Copy the stretch of records from the line containing "# test: locate() drops one marker on the polka" through the line containing "Target: yellow shirt", swapping every "marker" for "pin" and leaving everything else unchanged.

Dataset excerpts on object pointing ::
- - -
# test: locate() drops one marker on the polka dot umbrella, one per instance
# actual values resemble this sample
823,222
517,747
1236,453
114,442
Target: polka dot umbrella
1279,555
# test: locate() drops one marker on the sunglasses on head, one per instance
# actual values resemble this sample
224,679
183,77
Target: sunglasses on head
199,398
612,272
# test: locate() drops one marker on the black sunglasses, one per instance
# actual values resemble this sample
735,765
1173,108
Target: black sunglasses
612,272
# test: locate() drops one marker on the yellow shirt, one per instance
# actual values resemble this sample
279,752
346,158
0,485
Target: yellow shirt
- - -
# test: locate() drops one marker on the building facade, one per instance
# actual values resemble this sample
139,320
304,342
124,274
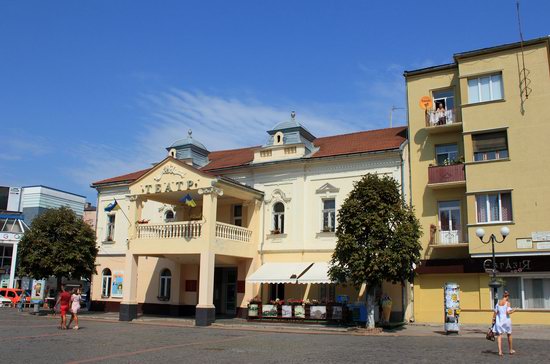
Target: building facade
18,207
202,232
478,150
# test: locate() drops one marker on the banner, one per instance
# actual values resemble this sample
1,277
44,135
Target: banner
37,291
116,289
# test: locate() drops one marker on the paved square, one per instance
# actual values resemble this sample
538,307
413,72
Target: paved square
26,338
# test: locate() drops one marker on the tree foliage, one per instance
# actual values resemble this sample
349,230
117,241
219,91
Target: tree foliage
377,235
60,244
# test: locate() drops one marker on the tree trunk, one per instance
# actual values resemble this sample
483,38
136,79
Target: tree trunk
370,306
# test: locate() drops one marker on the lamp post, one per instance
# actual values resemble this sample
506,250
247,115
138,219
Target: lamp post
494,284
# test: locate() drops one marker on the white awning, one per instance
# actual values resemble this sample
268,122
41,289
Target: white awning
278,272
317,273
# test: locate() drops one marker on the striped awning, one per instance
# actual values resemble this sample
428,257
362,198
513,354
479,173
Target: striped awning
- - -
TASK RESULT ::
# test: locate() drops one pin on the polka dot umbrella, one per instance
# actual values resemble this sample
823,222
517,747
1236,453
114,442
Target: polka dot umbrella
1279,555
# test: locate() drops one pin on the sunglasses on head, one per instance
# actual values resemble this sample
224,679
183,77
Target: sunglasses on head
199,398
612,272
# test: locate() drops one pin on the black sunglasses, one per instance
# actual values resemble this sample
735,765
1173,108
Target: black sunglasses
612,272
# test: locate() drops one pin on the yellow shirt, one per instance
# actual values resemble this sample
279,752
346,158
0,485
Target: yellow shirt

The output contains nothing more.